Return every one of the records below word for word, leaving out the pictures.

[Start of Exercise input]

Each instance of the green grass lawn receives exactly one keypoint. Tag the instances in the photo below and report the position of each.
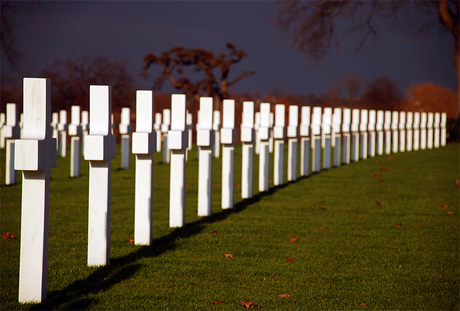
(366, 239)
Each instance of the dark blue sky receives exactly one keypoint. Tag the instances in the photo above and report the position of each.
(129, 30)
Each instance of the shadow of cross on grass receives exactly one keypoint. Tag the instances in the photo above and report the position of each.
(75, 296)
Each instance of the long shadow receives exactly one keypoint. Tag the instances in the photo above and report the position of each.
(75, 295)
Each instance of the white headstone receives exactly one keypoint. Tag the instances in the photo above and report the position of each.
(416, 127)
(279, 132)
(305, 141)
(99, 151)
(165, 127)
(394, 129)
(371, 131)
(177, 144)
(429, 126)
(264, 152)
(443, 128)
(205, 142)
(409, 126)
(62, 127)
(125, 132)
(364, 122)
(379, 130)
(355, 135)
(292, 133)
(144, 145)
(216, 127)
(437, 127)
(157, 128)
(10, 132)
(346, 135)
(75, 133)
(326, 137)
(247, 139)
(336, 137)
(35, 155)
(228, 139)
(402, 131)
(316, 139)
(423, 131)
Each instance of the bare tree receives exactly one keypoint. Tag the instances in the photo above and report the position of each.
(311, 26)
(216, 70)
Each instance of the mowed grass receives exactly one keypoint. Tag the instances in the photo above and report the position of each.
(363, 241)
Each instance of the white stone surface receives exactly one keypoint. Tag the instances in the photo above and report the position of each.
(247, 139)
(416, 127)
(205, 142)
(423, 130)
(264, 153)
(228, 138)
(125, 130)
(62, 127)
(402, 131)
(99, 150)
(437, 128)
(216, 127)
(316, 139)
(144, 145)
(292, 133)
(33, 266)
(10, 132)
(177, 144)
(336, 135)
(305, 141)
(279, 133)
(165, 127)
(346, 135)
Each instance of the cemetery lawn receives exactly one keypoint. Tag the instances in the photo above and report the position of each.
(377, 234)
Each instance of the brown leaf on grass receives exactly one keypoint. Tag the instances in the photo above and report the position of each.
(250, 304)
(9, 235)
(283, 295)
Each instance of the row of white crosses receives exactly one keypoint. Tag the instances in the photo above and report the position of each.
(35, 155)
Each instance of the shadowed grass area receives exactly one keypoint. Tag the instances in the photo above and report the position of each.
(366, 238)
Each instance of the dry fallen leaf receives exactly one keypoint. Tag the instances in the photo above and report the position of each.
(250, 304)
(283, 295)
(9, 235)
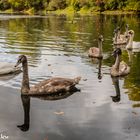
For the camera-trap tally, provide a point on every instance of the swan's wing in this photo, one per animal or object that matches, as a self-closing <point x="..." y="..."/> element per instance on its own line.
<point x="53" y="85"/>
<point x="124" y="68"/>
<point x="7" y="68"/>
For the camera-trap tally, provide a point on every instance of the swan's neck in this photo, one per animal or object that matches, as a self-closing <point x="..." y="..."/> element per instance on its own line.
<point x="119" y="34"/>
<point x="115" y="37"/>
<point x="100" y="48"/>
<point x="116" y="84"/>
<point x="25" y="81"/>
<point x="130" y="43"/>
<point x="117" y="62"/>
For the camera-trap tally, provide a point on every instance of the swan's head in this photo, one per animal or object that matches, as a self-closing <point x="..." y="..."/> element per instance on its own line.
<point x="116" y="52"/>
<point x="101" y="39"/>
<point x="21" y="59"/>
<point x="118" y="29"/>
<point x="131" y="32"/>
<point x="127" y="26"/>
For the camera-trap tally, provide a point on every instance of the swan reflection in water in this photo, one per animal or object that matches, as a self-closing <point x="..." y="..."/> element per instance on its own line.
<point x="99" y="69"/>
<point x="117" y="97"/>
<point x="26" y="105"/>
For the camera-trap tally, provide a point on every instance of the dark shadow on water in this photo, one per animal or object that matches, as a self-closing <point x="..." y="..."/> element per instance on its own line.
<point x="26" y="105"/>
<point x="117" y="97"/>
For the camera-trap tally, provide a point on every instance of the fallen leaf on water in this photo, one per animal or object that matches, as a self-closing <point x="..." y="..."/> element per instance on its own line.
<point x="59" y="113"/>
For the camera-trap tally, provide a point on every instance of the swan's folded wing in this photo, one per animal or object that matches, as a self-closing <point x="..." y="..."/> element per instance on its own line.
<point x="124" y="68"/>
<point x="53" y="85"/>
<point x="7" y="68"/>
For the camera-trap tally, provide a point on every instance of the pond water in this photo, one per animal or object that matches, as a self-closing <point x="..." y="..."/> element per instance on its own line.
<point x="58" y="45"/>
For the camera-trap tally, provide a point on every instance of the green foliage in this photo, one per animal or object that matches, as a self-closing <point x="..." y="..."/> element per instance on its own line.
<point x="4" y="4"/>
<point x="77" y="5"/>
<point x="57" y="4"/>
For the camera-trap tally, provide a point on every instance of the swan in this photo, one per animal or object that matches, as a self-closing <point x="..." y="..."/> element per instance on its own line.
<point x="49" y="86"/>
<point x="8" y="68"/>
<point x="117" y="97"/>
<point x="130" y="42"/>
<point x="125" y="35"/>
<point x="120" y="39"/>
<point x="119" y="68"/>
<point x="99" y="69"/>
<point x="95" y="52"/>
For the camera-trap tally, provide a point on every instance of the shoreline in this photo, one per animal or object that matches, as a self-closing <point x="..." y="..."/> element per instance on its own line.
<point x="67" y="12"/>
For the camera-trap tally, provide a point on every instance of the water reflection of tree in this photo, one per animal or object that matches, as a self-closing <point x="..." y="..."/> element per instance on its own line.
<point x="132" y="82"/>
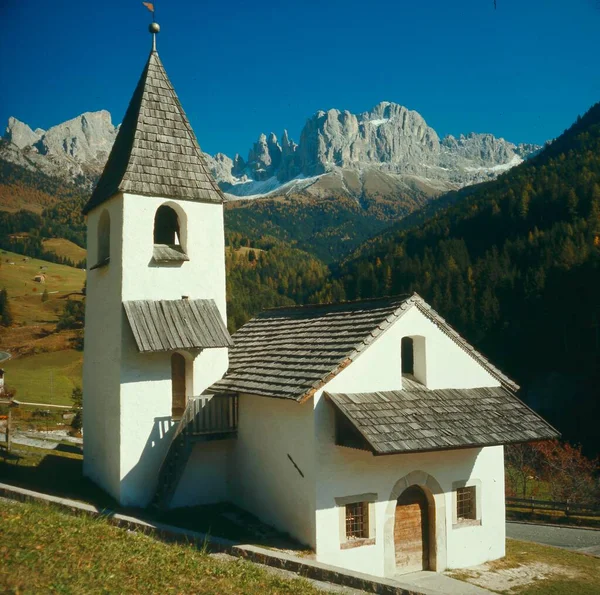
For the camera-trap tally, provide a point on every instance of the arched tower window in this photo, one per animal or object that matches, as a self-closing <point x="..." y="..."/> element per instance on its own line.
<point x="103" y="239"/>
<point x="169" y="236"/>
<point x="166" y="227"/>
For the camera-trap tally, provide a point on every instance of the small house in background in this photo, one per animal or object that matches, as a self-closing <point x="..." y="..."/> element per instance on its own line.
<point x="370" y="431"/>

[End of Exercise input]

● Result of the exercise:
Each instance of the green grass lawn receives exactly one keypoint. Tag the instances in the photo below and report the position of each.
(366, 239)
Each instance of the dark blue sky receives exactly one keypoint. Tag the instances in the photo above and report the position of each.
(129, 30)
Each instance of the shadow of cross on grass receives exactly one keypoint. Tag the instances in the photo above and report the position of each.
(75, 296)
Each instance of the long shadow receives exactly one keypoint. Tag the instances in the photo above and report the position of each.
(75, 295)
Each instance of the white headstone receives exactly one keypoint. Tag the instances in the photo above and report the position of each.
(416, 127)
(279, 132)
(305, 141)
(99, 151)
(165, 127)
(394, 129)
(371, 131)
(177, 144)
(429, 126)
(264, 152)
(443, 128)
(205, 142)
(409, 126)
(62, 127)
(125, 132)
(364, 122)
(379, 130)
(355, 135)
(292, 133)
(144, 145)
(216, 127)
(437, 127)
(157, 128)
(10, 132)
(346, 135)
(75, 133)
(326, 137)
(247, 139)
(336, 137)
(35, 155)
(228, 139)
(402, 131)
(316, 139)
(423, 131)
Each instance of the bare tree receives exactly one keypoint. Tag the instances in the photo above and report the position of each.
(311, 26)
(216, 70)
Each instance of the mowed grass receives exactly one keypoint. Tag the instances in the photo above and report the position of each.
(363, 241)
Each instance of the white stone surface receives exactly one keypoint. Tag the instances in the photo above and report the position of each.
(247, 139)
(416, 127)
(205, 142)
(423, 130)
(264, 153)
(228, 138)
(125, 130)
(62, 127)
(402, 131)
(99, 150)
(437, 128)
(216, 127)
(316, 139)
(144, 145)
(292, 133)
(33, 266)
(10, 132)
(177, 144)
(336, 135)
(305, 141)
(279, 133)
(165, 127)
(346, 135)
Each instance of the cemetery lawn receives exactly one keypoint. Tag the instances in the photo above and report the position of each.
(377, 234)
Each instance of the brown leaf on grass receives exactly one keypoint. Tag the instances in the photo above and report the position of each.
(250, 304)
(9, 235)
(283, 295)
Each instance of the row of white crosses receives exactly one keypoint. Tag the instances in the photo above and report the position of each.
(35, 155)
Each instance of the shadowed grass area receives exactly one keypoint. Tag the instances in the photo above and report the position of each.
(366, 238)
Each instance of the dry fallen leaf receives exactly one keypoint. Tag the instances in the photo above and report the position of each.
(250, 304)
(283, 295)
(9, 235)
For the camera-trap tally, provide a point on every instance of the swan's wing in this photo, one per animal or object that matches, as a self-closing <point x="..." y="..."/> element per instance on its own line.
<point x="53" y="85"/>
<point x="124" y="68"/>
<point x="7" y="68"/>
For the camera-trap tally, provide a point on every instance of the swan's neck in this photo, one per animal or object that matches, as a self-closing <point x="..." y="..."/> element per instance on its own line.
<point x="119" y="34"/>
<point x="115" y="37"/>
<point x="100" y="48"/>
<point x="116" y="84"/>
<point x="25" y="81"/>
<point x="130" y="43"/>
<point x="117" y="62"/>
For the camera-trap tally, provide a point on every instance of the swan's head in this photo, one per animal or object that matches, as a self-closing <point x="..." y="..."/> element per instance on its own line.
<point x="116" y="52"/>
<point x="101" y="39"/>
<point x="21" y="59"/>
<point x="118" y="29"/>
<point x="131" y="32"/>
<point x="127" y="26"/>
For the camera-trap tally, provide a point on every instance of the swan reflection in water in this photo, one per animal or object that matches, as a self-closing <point x="..." y="..."/> element per instance on its own line.
<point x="99" y="69"/>
<point x="117" y="97"/>
<point x="26" y="105"/>
For the camera-trap tally, provide a point on every instance of the dark shadow on water in this photo, one per animal or object that matches, as a self-closing <point x="..." y="..."/> element per instance on its own line.
<point x="26" y="105"/>
<point x="117" y="97"/>
For the camera-trap tally, provide a point on every instance of the fallen leaf on water in this photo, one per animal or object that matches, as a self-closing <point x="..." y="..."/> element per instance on its own line.
<point x="59" y="113"/>
For the camera-trap tally, provide a point on every instance of the swan's folded wing in this photo, one per animal or object that matches, as a self-closing <point x="..." y="..."/> element per instance on its own line.
<point x="124" y="68"/>
<point x="53" y="85"/>
<point x="7" y="68"/>
For the camera-trap tally, provide a point on every instance of the pond water in this photo, one per animal or object that matches, as a self-closing <point x="..." y="..."/> element per instance on its own line.
<point x="58" y="45"/>
For the camera-trap tally, provide a point on every instance of the green foliage in this photo, one per animal or object that matches, as a self-closing <point x="..." y="..."/> element per instance on its own line.
<point x="4" y="4"/>
<point x="77" y="5"/>
<point x="57" y="4"/>
For the camera-trap tally, provide a point on every instance of the swan in this photo, one per animal or object that matches, as a self-closing <point x="..." y="..."/> element per instance on its own line.
<point x="49" y="86"/>
<point x="8" y="68"/>
<point x="117" y="97"/>
<point x="130" y="42"/>
<point x="125" y="35"/>
<point x="120" y="39"/>
<point x="119" y="68"/>
<point x="99" y="69"/>
<point x="95" y="52"/>
For the camera-trap tally, provide a point on every instance of the shoreline in this photo, one per animal or object that matches, as a self-closing <point x="..." y="..."/> element per instance on its own line.
<point x="67" y="12"/>
For the camera-trap tally, provide a point on every instance of the water reflection of tree in this photo, one per animal or object that matches, as a self-closing <point x="..." y="..."/> element per instance on its own line.
<point x="132" y="82"/>
For the camera-trap tally, provide a point on every instance of the arched tower window in this photo, one per animal or object that matches, as a self-closing <point x="..." y="..."/> element per instance on its own line.
<point x="103" y="239"/>
<point x="169" y="236"/>
<point x="166" y="227"/>
For the camera-trap tally, provide a point on every instance of the small house in background in this photo, one per animal or object that matches, as a self-closing <point x="..." y="..."/> element per instance on its own line.
<point x="370" y="431"/>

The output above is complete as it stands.